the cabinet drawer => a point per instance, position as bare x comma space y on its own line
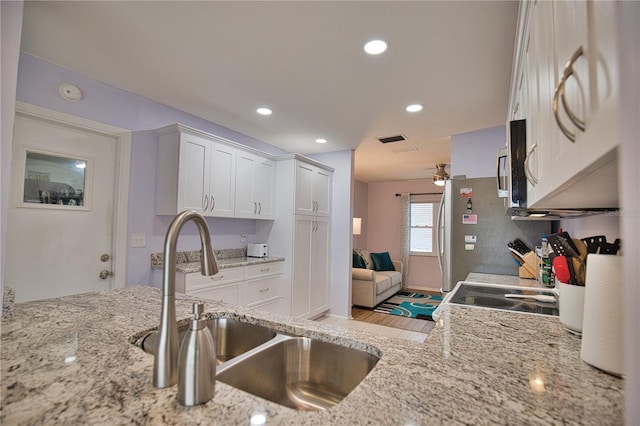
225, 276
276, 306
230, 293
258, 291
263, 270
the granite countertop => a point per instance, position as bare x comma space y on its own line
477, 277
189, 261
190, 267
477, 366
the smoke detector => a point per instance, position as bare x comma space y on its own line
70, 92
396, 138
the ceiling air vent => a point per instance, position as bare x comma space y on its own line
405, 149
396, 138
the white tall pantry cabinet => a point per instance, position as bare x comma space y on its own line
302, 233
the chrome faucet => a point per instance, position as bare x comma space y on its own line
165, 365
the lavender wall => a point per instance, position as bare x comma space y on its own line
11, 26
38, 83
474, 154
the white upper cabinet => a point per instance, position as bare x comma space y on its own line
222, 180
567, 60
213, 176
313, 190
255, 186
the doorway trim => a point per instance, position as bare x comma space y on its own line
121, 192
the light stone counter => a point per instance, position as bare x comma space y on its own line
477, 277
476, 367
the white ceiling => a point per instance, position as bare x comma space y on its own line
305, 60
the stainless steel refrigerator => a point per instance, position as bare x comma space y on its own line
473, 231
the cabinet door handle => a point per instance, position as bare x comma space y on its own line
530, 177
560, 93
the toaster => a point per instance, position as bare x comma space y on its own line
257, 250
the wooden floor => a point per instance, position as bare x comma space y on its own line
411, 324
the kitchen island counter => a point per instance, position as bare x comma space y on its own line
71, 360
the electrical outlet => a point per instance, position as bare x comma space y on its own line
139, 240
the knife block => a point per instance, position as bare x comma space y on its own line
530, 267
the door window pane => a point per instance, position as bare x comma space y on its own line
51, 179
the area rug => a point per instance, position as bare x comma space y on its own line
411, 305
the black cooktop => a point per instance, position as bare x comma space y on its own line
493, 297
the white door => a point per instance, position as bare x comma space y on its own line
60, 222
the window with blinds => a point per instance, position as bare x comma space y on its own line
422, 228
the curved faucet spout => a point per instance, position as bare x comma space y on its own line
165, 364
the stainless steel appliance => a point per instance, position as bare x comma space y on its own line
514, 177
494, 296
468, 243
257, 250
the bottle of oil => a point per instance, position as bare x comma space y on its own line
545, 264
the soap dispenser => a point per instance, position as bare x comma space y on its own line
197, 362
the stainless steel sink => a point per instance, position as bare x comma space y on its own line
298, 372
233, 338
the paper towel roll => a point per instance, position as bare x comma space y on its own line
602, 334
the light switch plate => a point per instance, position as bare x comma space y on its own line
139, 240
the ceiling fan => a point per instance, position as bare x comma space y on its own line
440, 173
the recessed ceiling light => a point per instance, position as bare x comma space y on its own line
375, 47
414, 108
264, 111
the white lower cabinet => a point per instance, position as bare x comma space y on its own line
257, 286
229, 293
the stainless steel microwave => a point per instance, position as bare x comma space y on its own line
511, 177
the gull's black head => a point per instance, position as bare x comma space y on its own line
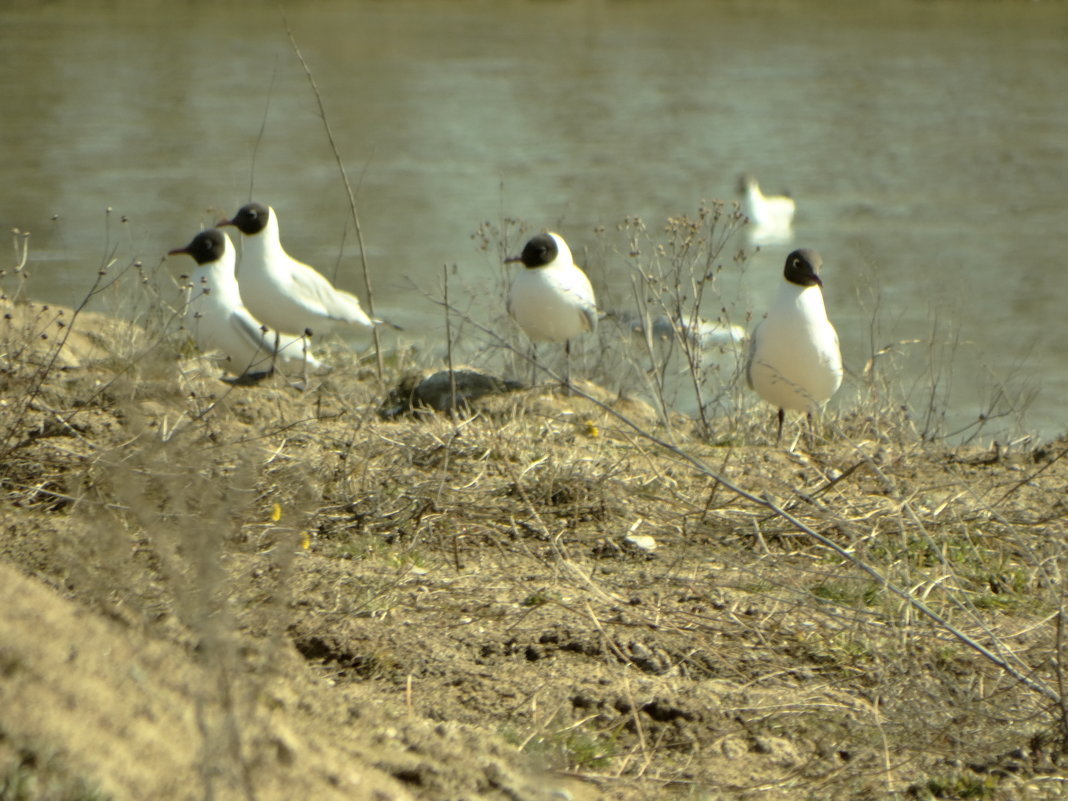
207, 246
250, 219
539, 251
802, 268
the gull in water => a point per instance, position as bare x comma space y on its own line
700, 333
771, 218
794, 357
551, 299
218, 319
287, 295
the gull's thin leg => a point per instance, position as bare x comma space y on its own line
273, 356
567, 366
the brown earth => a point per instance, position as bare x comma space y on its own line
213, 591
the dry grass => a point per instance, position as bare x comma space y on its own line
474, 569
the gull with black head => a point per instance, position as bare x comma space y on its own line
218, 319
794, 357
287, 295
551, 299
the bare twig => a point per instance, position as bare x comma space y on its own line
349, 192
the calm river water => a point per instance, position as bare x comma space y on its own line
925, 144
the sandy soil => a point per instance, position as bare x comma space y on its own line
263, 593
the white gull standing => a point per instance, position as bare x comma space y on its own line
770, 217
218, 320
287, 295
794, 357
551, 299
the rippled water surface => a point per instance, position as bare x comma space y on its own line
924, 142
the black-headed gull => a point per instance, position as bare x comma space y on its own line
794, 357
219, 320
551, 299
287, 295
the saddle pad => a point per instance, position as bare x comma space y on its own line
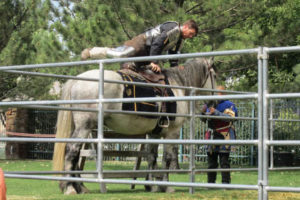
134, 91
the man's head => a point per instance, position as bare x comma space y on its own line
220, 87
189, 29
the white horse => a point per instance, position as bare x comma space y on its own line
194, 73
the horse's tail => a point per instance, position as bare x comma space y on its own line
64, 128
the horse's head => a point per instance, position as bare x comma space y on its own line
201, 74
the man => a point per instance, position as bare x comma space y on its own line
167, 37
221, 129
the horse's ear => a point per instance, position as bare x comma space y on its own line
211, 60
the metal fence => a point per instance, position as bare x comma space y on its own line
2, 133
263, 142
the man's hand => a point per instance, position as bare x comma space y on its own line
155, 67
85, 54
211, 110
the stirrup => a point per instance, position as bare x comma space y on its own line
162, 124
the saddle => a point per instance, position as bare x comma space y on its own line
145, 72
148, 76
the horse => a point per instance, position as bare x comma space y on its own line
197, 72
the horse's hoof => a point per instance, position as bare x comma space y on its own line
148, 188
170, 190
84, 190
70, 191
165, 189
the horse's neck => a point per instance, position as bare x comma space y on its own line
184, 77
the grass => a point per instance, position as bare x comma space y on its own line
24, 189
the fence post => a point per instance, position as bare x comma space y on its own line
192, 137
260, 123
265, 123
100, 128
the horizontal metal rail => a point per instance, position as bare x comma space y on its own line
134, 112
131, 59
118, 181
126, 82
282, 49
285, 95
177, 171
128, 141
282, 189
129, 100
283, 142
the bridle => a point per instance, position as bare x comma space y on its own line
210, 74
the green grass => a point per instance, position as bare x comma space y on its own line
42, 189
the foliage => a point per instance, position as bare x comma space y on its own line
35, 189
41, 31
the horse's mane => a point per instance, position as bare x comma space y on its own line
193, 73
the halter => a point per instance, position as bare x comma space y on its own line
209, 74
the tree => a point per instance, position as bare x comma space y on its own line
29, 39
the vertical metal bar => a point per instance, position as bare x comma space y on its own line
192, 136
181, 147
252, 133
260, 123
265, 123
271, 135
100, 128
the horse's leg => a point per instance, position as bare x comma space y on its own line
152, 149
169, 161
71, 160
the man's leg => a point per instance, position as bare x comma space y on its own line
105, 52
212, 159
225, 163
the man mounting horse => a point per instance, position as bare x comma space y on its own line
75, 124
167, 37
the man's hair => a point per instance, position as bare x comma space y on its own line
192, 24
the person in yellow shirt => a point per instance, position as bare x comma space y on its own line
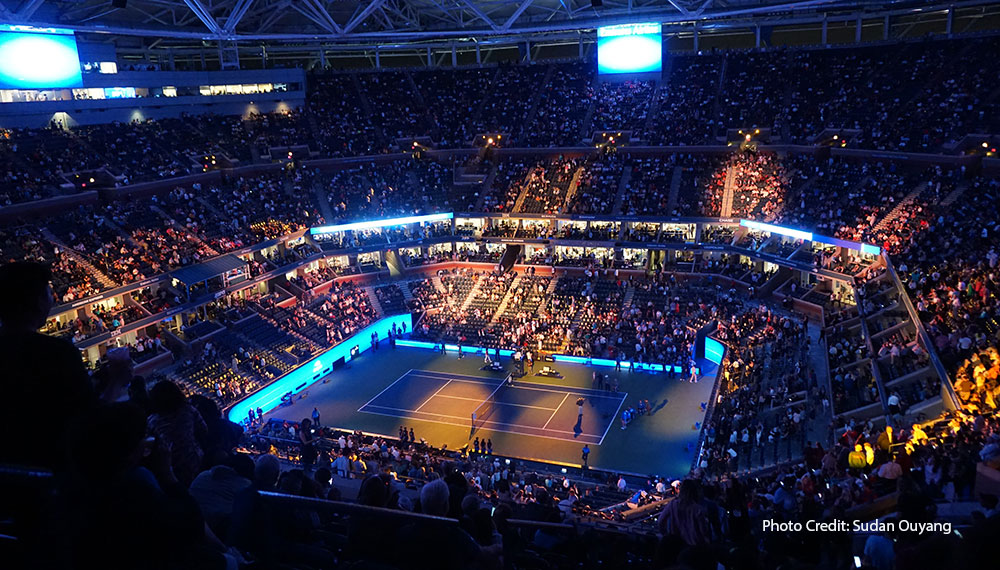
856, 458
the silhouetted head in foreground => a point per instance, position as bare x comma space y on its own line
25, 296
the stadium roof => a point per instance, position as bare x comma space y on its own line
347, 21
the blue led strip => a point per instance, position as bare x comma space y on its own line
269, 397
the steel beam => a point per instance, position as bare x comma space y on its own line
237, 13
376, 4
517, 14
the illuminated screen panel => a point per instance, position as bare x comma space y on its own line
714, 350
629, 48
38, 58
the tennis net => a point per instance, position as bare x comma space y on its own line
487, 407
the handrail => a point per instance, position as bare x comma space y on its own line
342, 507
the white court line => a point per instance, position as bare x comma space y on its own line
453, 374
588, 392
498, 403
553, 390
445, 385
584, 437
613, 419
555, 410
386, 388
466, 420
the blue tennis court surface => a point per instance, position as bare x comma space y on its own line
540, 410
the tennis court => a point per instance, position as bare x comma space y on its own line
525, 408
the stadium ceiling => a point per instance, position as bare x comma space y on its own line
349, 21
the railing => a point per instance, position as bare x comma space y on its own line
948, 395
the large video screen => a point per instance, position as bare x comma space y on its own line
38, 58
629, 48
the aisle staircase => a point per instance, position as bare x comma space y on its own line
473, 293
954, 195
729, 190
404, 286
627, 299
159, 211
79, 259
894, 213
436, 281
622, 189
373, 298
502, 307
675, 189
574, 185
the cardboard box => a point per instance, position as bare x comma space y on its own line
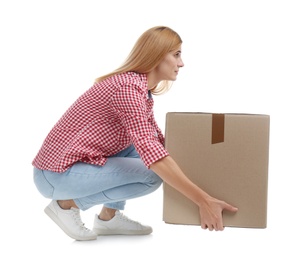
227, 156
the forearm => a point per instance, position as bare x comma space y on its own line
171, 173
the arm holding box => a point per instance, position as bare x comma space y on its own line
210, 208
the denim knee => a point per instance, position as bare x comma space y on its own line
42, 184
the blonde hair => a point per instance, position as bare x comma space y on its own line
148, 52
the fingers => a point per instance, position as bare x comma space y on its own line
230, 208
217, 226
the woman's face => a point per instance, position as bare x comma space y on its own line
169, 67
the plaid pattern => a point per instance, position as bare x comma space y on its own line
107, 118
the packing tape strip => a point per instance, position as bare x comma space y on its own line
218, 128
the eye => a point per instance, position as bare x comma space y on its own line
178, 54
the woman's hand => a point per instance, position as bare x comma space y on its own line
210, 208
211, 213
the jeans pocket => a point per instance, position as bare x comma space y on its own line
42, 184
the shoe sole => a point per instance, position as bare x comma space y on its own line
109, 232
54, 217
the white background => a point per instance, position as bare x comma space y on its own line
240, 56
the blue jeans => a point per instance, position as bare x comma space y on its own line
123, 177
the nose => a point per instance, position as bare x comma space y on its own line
==================================================
• **To be done**:
Leave out every picture, and copy exactly the lines from the line that contains "the large video" through the end of the material.

• **Right answer**:
the large video screen => a point per instance, position as bare x comma space y on its own line
38, 58
629, 48
the aisle staircase => a point per instance, position as bare x comma space y on its own line
473, 293
954, 195
729, 190
404, 286
627, 299
159, 211
79, 259
894, 213
436, 281
622, 189
373, 298
502, 307
675, 189
574, 185
the cardboard box => a point per instance, position as bare x comma space y on its own line
227, 156
the forearm => a point per instance, position as bare x comma space y on its own line
171, 173
the arm holding box => a point per instance, position as bare x comma space y on its own line
210, 208
the denim knee => a point per instance, position as bare x comma space y on its own line
42, 184
the blonde hair => a point per instance, position as bare x comma space y on its own line
148, 52
the fingers => a point per instance, position as bare x comma space y on its own line
230, 208
217, 226
the woman's face => a point per instance, position as bare x comma space y on its own line
169, 67
the plaid pattern => a point per instance, position as bare x comma space y on its own line
107, 118
the packing tape strip => a point per instance, position as bare x comma space y on its own line
218, 128
the eye => a point per instance, position as bare x comma space y on its own line
178, 54
the woman's hand => a point per instance, position as bare x comma space y on its own line
210, 208
211, 213
the jeans pocket => a point per instance, position as bare x comma space y on its own line
42, 184
the shoe sole => a point per instance, position as bare x comma space y on its own line
109, 232
54, 217
the white background => a point per instance, position as bare x comma space y on its own line
240, 56
the blue jeans => a point per instance, position as bare x comma space y on its own line
123, 177
the nose => a point per instance, position as bare x comma space y on its own line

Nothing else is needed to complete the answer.